:: Given request A ::
Return, word for word, the part of the railroad passage starting with "When I applied" and going on through "Trains 40 and 41.".

When I applied for Engine Service at the Soo Line, the clerk suggested to the Roundhouse Foreman, “Look at the size of this guy, let’s put him with George. He won’t f___ around with someone this size.” I am 6’5” and weigh 250 pounds. I would be marked up with an engineer that was working between Superior, WI and Ewen, MI. That job was marked up as an Eastern Division job (Old DSS&A Division), separate from the other positions at Superior (Old Soo). I inquired what was going on and found out that this engineer, George, had the last two firemen that worked with him fired, the last one for sleeping on the job. They dated me on a switch engine assignment at Superior and transferred me to the Eastern Division to work with George on Trains 40 and 41.
This assignment went to work in the early evening, seven or eight o’clock. I showed up early so I could read the posted bulletins for this Division. I signed out in the train register and waited for “George” to show up. A man walked in the door, looked at the train register and walked out. He had a face that resembled an English Bull Dog and apparently had a gruff attitude to go with it. The caller in the office said, “That’s your engineer.” I picked up my grip and went out after him, catching up just outside the roundhouse door. When I got next to him, he asked me, “Can you run an engine?” My reply, “NO.” George replied, “Grumble, Grumble, Grumble, Mumble, Mumble.” I thought, “Boy, is this going to be fun.”
I checked the units and then sat in the fireman’s seat on the lead unit, a covered wagon. Two other crewmembers entered the engine cab and I introduced myself to them. One was conductor Hanson (Bunny) and the other was rear brakeman Don. About twenty minutes later I asked if the head brakeman was going to be much later. Don said, “He isn’t done screwing his girlfriend yet.” I thought, boy is this guy a jokester or what. I conveyed to him “that was funny”. He nonchalantly pointed out the window to a car that was parked about thirty feet away. Sure enough, through the back window you could see this skinny little white ass pounding away. I wondered what kind of railroad I’d hired out on.

:: Material provided ::
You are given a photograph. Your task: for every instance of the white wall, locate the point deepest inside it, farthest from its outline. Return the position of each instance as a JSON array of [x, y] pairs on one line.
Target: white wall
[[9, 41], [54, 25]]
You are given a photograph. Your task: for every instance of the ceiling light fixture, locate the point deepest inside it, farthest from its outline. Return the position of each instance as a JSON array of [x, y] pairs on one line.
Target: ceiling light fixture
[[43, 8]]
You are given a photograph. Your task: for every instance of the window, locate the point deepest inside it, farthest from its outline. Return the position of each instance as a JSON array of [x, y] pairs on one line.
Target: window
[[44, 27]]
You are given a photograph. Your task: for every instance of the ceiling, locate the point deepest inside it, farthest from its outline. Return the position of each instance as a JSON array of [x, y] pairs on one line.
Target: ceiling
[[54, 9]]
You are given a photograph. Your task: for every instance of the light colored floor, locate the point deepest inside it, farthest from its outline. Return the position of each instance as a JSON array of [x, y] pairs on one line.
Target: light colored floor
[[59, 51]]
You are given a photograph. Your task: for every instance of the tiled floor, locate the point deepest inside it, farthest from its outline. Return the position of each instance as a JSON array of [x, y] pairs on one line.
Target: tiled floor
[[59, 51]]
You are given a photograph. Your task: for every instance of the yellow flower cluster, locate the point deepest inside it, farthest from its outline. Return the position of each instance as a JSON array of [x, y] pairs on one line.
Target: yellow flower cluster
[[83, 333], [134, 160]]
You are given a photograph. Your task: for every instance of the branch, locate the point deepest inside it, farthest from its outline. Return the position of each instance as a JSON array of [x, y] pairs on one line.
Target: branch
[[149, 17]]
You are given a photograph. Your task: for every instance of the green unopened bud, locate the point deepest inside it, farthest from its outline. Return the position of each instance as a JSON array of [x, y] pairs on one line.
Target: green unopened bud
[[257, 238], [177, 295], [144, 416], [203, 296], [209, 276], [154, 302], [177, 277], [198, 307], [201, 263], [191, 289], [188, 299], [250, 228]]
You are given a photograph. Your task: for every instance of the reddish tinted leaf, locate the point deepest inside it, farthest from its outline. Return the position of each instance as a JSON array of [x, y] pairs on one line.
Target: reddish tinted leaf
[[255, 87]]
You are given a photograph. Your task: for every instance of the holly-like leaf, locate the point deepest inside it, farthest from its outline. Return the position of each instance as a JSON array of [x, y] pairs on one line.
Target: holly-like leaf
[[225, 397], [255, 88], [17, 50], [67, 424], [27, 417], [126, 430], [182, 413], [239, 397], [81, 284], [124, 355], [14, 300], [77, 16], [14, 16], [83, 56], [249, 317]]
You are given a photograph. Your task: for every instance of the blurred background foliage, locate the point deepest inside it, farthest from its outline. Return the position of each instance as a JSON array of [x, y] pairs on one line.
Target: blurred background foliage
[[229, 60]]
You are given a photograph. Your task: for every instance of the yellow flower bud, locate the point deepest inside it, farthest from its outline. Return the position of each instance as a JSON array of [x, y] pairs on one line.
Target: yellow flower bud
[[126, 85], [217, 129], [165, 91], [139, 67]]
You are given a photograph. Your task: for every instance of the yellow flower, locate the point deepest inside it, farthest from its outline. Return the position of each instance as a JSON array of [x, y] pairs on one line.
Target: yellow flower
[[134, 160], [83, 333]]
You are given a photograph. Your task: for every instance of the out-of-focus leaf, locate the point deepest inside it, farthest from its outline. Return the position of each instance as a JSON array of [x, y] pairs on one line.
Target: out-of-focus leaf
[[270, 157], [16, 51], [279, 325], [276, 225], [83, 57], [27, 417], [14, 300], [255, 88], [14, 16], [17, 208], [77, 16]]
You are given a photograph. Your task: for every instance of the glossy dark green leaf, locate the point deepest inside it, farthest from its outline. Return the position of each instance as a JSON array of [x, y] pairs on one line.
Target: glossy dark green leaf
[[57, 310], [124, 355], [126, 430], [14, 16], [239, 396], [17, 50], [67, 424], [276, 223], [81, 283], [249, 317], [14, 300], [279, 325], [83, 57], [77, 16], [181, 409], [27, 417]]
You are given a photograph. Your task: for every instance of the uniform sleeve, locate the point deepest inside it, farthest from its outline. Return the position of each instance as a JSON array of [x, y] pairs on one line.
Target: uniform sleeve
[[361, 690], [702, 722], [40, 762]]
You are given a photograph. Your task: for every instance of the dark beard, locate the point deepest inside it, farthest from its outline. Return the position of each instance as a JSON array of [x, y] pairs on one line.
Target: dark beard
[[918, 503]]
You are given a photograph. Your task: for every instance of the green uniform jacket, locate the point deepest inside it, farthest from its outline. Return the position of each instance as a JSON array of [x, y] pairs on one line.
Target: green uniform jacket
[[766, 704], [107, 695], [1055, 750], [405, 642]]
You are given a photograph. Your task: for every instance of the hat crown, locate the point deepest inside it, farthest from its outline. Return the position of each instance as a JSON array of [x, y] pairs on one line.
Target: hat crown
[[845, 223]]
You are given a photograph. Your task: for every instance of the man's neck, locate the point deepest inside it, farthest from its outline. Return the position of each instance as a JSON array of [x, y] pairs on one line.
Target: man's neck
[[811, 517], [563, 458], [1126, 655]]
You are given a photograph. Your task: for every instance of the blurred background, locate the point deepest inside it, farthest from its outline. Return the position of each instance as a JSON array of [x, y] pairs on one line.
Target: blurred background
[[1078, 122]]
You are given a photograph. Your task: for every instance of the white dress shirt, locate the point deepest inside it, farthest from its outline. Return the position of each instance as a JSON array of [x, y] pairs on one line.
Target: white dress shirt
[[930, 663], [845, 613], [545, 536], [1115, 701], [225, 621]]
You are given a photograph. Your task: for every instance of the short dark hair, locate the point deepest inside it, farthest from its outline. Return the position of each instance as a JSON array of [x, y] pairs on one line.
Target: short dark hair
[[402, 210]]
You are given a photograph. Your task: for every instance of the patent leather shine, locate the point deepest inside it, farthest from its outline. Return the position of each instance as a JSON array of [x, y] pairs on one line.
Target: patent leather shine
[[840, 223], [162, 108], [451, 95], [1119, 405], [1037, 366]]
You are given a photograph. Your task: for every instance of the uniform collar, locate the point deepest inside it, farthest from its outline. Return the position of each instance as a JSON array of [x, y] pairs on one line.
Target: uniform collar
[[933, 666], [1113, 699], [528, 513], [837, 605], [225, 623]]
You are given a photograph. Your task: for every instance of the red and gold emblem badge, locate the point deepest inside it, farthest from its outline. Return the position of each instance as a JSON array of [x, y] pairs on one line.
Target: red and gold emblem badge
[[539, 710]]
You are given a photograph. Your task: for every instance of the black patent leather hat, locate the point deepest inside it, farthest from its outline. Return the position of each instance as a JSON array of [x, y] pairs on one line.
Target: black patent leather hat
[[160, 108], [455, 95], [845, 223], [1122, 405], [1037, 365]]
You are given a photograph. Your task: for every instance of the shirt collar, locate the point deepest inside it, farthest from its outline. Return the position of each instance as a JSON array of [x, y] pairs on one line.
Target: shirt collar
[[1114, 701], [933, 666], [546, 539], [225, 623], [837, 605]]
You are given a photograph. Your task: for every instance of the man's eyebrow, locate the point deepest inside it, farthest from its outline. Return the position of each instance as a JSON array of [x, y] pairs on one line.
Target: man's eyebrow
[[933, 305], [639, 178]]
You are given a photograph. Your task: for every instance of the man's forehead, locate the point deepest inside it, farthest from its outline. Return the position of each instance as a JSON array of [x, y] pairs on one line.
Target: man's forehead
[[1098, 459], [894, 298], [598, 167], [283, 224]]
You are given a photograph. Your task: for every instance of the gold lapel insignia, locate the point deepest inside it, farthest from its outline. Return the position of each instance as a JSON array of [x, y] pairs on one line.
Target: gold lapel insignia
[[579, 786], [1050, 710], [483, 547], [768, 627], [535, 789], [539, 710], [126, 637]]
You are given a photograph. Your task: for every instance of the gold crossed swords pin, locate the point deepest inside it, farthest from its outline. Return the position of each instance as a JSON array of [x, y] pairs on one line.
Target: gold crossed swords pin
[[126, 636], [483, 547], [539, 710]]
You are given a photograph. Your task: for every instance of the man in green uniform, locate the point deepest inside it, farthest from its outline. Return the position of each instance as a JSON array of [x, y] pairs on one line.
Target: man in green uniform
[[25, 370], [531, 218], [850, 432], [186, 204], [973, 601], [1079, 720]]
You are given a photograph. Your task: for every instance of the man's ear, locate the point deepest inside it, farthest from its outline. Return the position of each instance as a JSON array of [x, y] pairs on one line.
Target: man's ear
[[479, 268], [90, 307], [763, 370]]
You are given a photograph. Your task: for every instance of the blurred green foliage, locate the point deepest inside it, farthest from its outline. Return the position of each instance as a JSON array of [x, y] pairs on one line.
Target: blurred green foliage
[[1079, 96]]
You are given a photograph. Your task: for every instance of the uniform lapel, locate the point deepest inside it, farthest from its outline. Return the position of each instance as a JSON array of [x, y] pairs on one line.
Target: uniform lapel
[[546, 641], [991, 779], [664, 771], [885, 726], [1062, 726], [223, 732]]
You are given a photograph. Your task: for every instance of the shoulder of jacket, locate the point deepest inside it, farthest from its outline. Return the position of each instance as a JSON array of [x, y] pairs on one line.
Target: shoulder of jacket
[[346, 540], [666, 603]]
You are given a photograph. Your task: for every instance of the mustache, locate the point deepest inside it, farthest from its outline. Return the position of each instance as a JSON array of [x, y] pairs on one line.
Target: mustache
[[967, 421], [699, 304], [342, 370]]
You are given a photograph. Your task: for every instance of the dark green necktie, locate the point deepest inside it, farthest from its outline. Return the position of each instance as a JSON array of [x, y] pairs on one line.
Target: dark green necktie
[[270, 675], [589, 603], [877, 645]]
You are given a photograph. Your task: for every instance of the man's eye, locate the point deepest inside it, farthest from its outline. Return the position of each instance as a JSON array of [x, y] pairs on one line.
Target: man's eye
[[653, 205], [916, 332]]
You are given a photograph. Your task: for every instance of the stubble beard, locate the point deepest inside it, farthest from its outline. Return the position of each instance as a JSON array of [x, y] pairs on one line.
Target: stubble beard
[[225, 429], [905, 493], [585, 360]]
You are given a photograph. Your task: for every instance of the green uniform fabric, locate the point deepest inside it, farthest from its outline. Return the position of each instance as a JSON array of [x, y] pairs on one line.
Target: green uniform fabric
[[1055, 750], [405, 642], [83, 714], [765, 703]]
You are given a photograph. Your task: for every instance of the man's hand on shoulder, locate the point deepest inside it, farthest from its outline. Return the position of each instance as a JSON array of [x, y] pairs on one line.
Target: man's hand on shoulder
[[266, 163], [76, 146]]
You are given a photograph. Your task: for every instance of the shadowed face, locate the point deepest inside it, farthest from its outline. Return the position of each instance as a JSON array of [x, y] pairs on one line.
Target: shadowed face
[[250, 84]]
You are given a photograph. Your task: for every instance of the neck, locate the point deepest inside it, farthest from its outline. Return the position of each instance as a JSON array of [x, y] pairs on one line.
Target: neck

:: Given request B ::
Shift each x and y coordinate in the answers by adding -5. Rewrite only the records starting with the line that contains "man's ear, locate" and going on through the line that contains "[[479, 268], [90, 307], [763, 370]]", requests included.

:: Final answer A ::
When I applied for Engine Service at the Soo Line, the clerk suggested to the Roundhouse Foreman, “Look at the size of this guy, let’s put him with George. He won’t f___ around with someone this size.” I am 6’5” and weigh 250 pounds. I would be marked up with an engineer that was working between Superior, WI and Ewen, MI. That job was marked up as an Eastern Division job (Old DSS&A Division), separate from the other positions at Superior (Old Soo). I inquired what was going on and found out that this engineer, George, had the last two firemen that worked with him fired, the last one for sleeping on the job. They dated me on a switch engine assignment at Superior and transferred me to the Eastern Division to work with George on Trains 40 and 41.

:: Final answer B ::
You are given a photograph. Your task: for every instance of the man's ear, locate the point deepest inside it, farthest from its outline. Return the position of each instance as a JSON array of [x, y] pairs on one line.
Target: man's ear
[[474, 263], [85, 302], [758, 365]]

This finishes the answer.